Short task:
Rewrite the items below, replacing "photograph" with "image" everywhere and keeping everything else unchanged. Leave the pictures out of your answer.
----- Records for the task -----
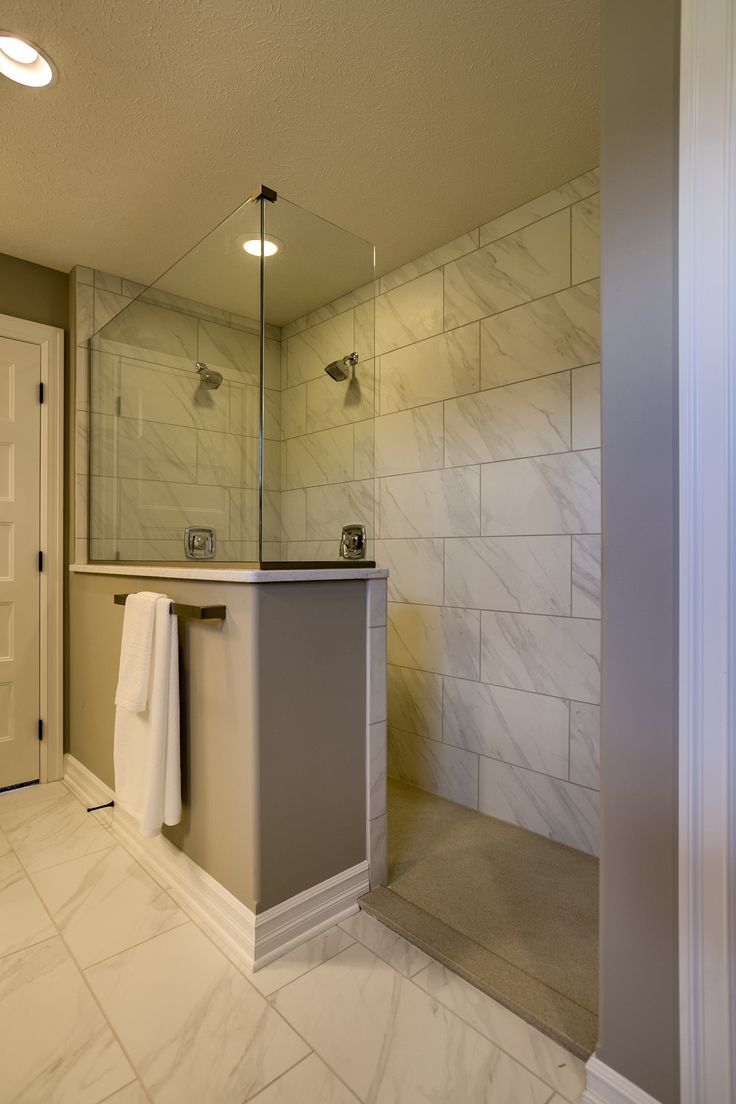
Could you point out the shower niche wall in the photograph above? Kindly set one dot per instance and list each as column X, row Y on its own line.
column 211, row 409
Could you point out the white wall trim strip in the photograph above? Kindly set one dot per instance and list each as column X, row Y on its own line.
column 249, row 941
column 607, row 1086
-----
Correct answer:
Could you point out the shower niche wall in the image above? Kindly set one dot per instance and list each as column X, row Y on its own line.
column 211, row 409
Could you point out the white wall trim strip in the image above? Kindly set one dot per instance and list each as column X, row Y on its own line.
column 249, row 941
column 607, row 1086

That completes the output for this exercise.